» PROBLEMS TO WORK ON:
A – Decide whether each statement agrees with the passage on feeding a baby, answering yes or no and quoting the words from the passage that settle it. (i) The CDC lists five benefits of breastfeeding. (ii) The American Academy of Pediatrics recommends exclusive breastfeeding for the first twelve months of life. (iii) Breastfeeding can only take place at set times.
B – Proceed with the passage on feeding a baby, writing on from its final sentence.

» PASSAGE SHOWN:
+ + + + +
Updated: Aug 1
Deciding on how to feed your baby is a personal, often complex decision. You may be researching this while pregnant, or could be a parent reflecting on their experiences with feeding your child. How to feed your baby is one of the first experiences you'll have where you get to decide - which can trigger overwhelm, uncertainty, and confusion - and there can be a strong pressure to get it right.
Do you want to breastfeed?
Do you want to use formula?
What is the best formula to use?
Do you get stuck thinking "breast is best," or can you be flexible and think "fed is best"?
How will you recognize your baby is hungry?
What are their cues?
How often will you feed?
Who will you turn to if feeding your baby is a challenge?
All of these questions are common and valid, especially for first-time parents who may have little to no experience feeding a newborn. This post hopes to address some of these questions, plus a personal story of my own journey feeding my little blessing.
Research shows that breastfeeding has its benefits. The Center for Disease Control (CDC) lists five benefits of breastfeeding:
Breastmilk changes to meet baby's nutritional and health needs
Breastmilk can help protect against some illnesses and diseases
Breastmilk carriers antibodies to help babies develop strong immune systems
Breastfeeding can occur anywhere, on demand
Breastfeeding helps reduce mama's risks for certain types of cancer, type 2 diabetes, high blood pressure, and other health conditions
The American Academy of Pediatrics recommends exclusive breastfeeding of infants for the first six months of life before introducing nutritious complementary foods, while encouraging social and systemic changes to support mothers who choose to breastfeed.
+ + + + +
Saved data entries
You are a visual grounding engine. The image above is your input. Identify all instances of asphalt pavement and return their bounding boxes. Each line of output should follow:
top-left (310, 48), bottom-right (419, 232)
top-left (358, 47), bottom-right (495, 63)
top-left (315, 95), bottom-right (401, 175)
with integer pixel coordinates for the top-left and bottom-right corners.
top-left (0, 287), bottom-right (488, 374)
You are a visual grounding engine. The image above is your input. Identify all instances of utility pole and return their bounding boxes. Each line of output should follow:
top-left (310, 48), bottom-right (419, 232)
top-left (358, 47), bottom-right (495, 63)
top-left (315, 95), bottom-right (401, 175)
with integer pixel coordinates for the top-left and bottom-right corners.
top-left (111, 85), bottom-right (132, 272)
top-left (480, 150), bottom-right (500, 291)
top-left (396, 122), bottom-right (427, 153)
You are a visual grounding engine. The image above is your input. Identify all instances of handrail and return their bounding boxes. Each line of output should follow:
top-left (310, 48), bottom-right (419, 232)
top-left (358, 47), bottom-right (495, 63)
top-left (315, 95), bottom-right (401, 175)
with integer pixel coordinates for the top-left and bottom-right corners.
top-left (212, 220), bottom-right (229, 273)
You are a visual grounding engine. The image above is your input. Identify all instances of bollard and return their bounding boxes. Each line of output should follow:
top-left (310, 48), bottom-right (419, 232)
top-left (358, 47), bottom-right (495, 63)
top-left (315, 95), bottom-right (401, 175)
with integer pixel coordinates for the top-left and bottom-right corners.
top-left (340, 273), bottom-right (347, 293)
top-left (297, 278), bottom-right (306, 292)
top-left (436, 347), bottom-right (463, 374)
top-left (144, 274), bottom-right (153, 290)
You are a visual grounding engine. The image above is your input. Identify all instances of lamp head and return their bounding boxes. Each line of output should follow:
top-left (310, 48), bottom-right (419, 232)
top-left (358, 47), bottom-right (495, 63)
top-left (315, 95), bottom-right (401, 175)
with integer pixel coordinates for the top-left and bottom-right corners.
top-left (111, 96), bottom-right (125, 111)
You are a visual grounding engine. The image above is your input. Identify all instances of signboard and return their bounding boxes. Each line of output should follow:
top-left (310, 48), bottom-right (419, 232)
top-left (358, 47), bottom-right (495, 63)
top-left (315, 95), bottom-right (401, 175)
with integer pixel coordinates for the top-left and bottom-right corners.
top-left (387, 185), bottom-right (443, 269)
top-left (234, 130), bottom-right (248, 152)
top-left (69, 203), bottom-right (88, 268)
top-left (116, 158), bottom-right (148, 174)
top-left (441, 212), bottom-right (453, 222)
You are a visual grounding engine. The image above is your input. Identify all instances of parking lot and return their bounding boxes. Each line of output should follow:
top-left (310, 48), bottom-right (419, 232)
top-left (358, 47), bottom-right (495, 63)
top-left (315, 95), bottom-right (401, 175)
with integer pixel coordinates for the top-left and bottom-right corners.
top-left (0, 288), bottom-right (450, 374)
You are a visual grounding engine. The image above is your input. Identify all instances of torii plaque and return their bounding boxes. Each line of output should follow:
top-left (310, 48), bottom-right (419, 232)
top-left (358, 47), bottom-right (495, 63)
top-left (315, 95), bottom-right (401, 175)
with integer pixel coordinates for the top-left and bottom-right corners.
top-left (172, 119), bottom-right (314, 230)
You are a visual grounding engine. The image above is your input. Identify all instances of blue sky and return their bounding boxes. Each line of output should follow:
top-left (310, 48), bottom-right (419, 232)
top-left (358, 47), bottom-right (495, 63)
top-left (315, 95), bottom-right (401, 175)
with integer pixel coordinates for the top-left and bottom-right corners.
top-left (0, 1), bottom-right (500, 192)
+ + + + +
» SOLVED TASKS:
A –
(i) Yes: "The Center for Disease Control (CDC) lists five benefits of breastfeeding"
(ii) No: "exclusive breastfeeding of infants for the first six months of life"
(iii) No: "Breastfeeding can occur anywhere, on demand"

B –
Another study demonstrates that the release of oxytocin during breastfeeding has an anxiolytic effect (it reduces anxiety like an anti-anxiety medication), promoting a sense of calm and well-being in mothers. It triggers the “love hormone,” also known as oxytocin, which helps with bonding between parent and child. The American Academy of Pediatrics (AAP) recently released updated recommendations on breastfeeding, including a policy statement and technical report detailing interesting statistics around breastfeeding, disparities, and ways to improve equity for those who wish to breastfeeding their babies.
QUICK PAUSE: It is important to highlight that gender-diverse families "may have less access to human milk because of both social and biological constraints" as noted in the policy. Inclusivity is an important component of high-quality healthcare, so recognize that people chestfeed and may prefer that term. Be accepting and inclusive; also note that this blog tends to use the word breastfeeding predominantly while fully recognizing and acknowledging the validity of chestfeeding.
Whether someone breastfeeds or chestfeeds, what these studies and recommendations fail to recognize is the challenges associated with feeding your baby from your body or with human milk. There are crappy myths such as:
Breastfeeding is so easy!
It's natural & anyone can do it!
It doesn't hurt!
If you don't breastfeed, you won't bond with your baby!
Formula is filled with harmful ingredients!
...k. These are huge misconceptions that shame mothers who struggle with breastfeeding. It's a learned skill, both for the parent and the newborn, and it. isn't. easy. Tongue-, lip-, and cheek-ties can go undiagnosed and contribute to struggles. (DULUTH/LOCAL MAMAS- go see Dr. Camille Zelen at Mount Royal Dental for a *free* consult to assess baby for any of these concerns. She’s excellent!) An improper latch can cause nipple injury. (OUCH!) A "low" or average supply is seen as a disappointment when compared to the social media accounts who boast oversupply (which is also an issue of its own and can put people at risk of infection, pain, and more). Lack of support and difficulties adjusting to the multitude of changes that come with having a newborn are stressful. Lactation consultants take classes and continuing education to maintain their knowledge in order to teach this skill to others. Neither you or your baby just *magically know* how to do this once baby makes their way earth-side. And that not knowing? It doesn't make you a failure, inadequate, or a bad parent. If you choose to breastfeed, you and your baby will need to learn and practice (thankfully (?) babies feed often enough that you'll have plenty of opportunities, and there are supports like lactation consultants who can help!). Fun fact: meeting with a lactation consultant is covered under the Affordable Care Act!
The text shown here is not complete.